Il est peu de villes en Amérique aussi bien situées que celle-ci : elle est au milieu de la vallée mississipienne, elle se trouve à égale distance de l’extrémité des grands lacs et du golfe mexicain, des rivages atlantiques et du flanc des Montagnes-Rocheuses, au centre d’un cercle de 900 milles de rayon, elle a enfin autour d’elle pour s’étendre un champ préparé comme à dessein. Alors que New-York étouffe dans son île rocheuse de Manhattan, que Philadelphie est confinée dans une plaine basse entre la Delaware et le Schuylkill, Washington sur un plateau sableux et stérile, Chicago dans une prairie marécageuse, Cincinnati au pied de coteaux pierreux, Saint-Louis peut se développer à volonté dans une campagne ravissante qui va s’exhaussant peu à peu en quittant la berge du Mississipi, et que des collines ondulées, couvertes de forêts, limitent seules à l’horizon lointain. Aucune ville aux États-Unis ne présente un coup d’œil aussi magique que celle-ci, quand on parcourt le milieu environnant, baigné par le grand fleuve qui y promène majestueusement ses ondes. La ville est assise sur un lit de calcaire et d’argile qui lui donnent tous les matériaux dont elle a besoin pour ses nombreuses bâtisses et lui permettent d’ouvrir partout des puits d’eau vive. L’eau descendue des collines est emprisonnée dans un vaste bassin ; celle du Mississipi est elle-même recueillie dans des réservoirs où elle se filtre, et de là répandue abondamment par d’énormes pompes à vapeur sur toute la cité.

========

(CONSIGNE) Recopiez en entier l'extrait ci-dessus sur la situation de Saint-Louis, sans en modifier un seul mot.

========

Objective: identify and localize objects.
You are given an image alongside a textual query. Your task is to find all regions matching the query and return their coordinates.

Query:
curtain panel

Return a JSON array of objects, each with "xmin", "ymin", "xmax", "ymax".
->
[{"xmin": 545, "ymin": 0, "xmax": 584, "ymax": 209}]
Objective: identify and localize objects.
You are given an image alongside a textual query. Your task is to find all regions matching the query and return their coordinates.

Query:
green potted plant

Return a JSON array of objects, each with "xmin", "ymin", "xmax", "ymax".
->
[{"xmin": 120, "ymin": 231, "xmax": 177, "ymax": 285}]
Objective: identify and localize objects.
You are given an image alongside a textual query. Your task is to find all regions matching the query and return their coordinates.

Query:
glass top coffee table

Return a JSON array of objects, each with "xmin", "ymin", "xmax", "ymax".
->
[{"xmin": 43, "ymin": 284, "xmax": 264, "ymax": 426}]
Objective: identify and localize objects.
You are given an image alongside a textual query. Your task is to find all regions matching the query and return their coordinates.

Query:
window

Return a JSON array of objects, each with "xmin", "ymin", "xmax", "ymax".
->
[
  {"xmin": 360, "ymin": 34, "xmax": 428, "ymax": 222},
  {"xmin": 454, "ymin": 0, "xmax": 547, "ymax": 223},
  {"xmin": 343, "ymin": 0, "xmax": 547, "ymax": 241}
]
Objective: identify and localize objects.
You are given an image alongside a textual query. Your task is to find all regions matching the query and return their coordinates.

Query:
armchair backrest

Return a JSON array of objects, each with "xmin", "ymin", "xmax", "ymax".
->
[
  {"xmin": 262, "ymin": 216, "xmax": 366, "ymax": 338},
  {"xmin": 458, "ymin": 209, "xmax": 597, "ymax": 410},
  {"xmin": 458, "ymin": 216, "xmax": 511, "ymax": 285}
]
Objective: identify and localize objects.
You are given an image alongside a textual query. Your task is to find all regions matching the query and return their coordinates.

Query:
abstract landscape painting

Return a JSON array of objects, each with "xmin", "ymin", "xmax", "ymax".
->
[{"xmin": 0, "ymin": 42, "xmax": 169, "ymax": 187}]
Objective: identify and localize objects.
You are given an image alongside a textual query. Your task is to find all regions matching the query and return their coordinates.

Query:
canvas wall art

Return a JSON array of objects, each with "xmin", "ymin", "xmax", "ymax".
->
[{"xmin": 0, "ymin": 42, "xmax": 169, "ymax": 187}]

========

(RÉPONSE)
Il est peu de villes en Amérique aussi bien situées que celle-ci : elle est au milieu de la vallée mississipienne, elle se trouve à égale distance de l’extrémité des grands lacs et du golfe mexicain, des rivages atlantiques et du flanc des Montagnes-Rocheuses, au centre d’un cercle de 900 milles de rayon, elle a enfin autour d’elle pour s’étendre un champ préparé comme à dessein. Alors que New-York étouffe dans son île rocheuse de Manhattan, que Philadelphie est confinée dans une plaine basse entre la Delaware et le Schuylkill, Washington sur un plateau sableux et stérile, Chicago dans une prairie marécageuse, Cincinnati au pied de coteaux pierreux, Saint-Louis peut se développer à volonté dans une campagne ravissante qui va s’exhaussant peu à peu en quittant la berge du Mississipi, et que des collines ondulées, couvertes de forêts, limitent seules à l’horizon lointain. Aucune ville aux États-Unis ne présente un coup d’œil aussi magique que celle-ci, quand on parcourt le milieu environnant, baigné par le grand fleuve qui y promène majestueusement ses ondes. La ville est assise sur un lit de calcaire et d’argile qui lui donnent tous les matériaux dont elle a besoin pour ses nombreuses bâtisses et lui permettent d’ouvrir partout des puits d’eau vive. L’eau descendue des collines est emprisonnée dans un vaste bassin ; celle du Mississipi est elle-même recueillie dans des réservoirs où elle se filtre, et de là répandue abondamment par d’énormes pompes à vapeur sur toute la cité.